> _What you will do_: What the task requires is each entry, restated exactly.

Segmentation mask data

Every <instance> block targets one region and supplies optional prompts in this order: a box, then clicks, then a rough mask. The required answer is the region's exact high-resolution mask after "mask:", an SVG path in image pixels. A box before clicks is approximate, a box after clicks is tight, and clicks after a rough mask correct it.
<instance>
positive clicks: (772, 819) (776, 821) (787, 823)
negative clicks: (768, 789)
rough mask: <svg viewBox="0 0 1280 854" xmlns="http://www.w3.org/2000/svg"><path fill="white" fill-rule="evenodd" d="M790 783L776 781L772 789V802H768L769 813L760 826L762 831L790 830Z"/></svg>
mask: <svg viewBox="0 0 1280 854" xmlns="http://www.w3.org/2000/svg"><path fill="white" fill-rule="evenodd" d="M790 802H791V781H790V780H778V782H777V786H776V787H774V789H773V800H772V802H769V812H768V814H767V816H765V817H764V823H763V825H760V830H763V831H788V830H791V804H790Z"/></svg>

> _Problem solution_:
Every <instance> block targets one region and supplies optional prompts in this order: a box, then clicks, then a rough mask. The required answer is the region's exact high-resolution mask after "mask:", an SVG path in image pixels. A box before clicks is approximate, a box after clicks is tight, and clicks after a rough mask correct it.
<instance>
positive clicks: (772, 819) (776, 821) (787, 823)
negative clicks: (768, 789)
rough mask: <svg viewBox="0 0 1280 854" xmlns="http://www.w3.org/2000/svg"><path fill="white" fill-rule="evenodd" d="M790 783L776 781L772 789V802H768L769 813L760 826L762 831L790 830Z"/></svg>
mask: <svg viewBox="0 0 1280 854" xmlns="http://www.w3.org/2000/svg"><path fill="white" fill-rule="evenodd" d="M790 802H791V781H790V780H778V782H777V786H776V787H774V789H773V800H772V802H769V812H768V814H767V816H765V817H764V823H763V825H760V830H763V831H788V830H791V804H790Z"/></svg>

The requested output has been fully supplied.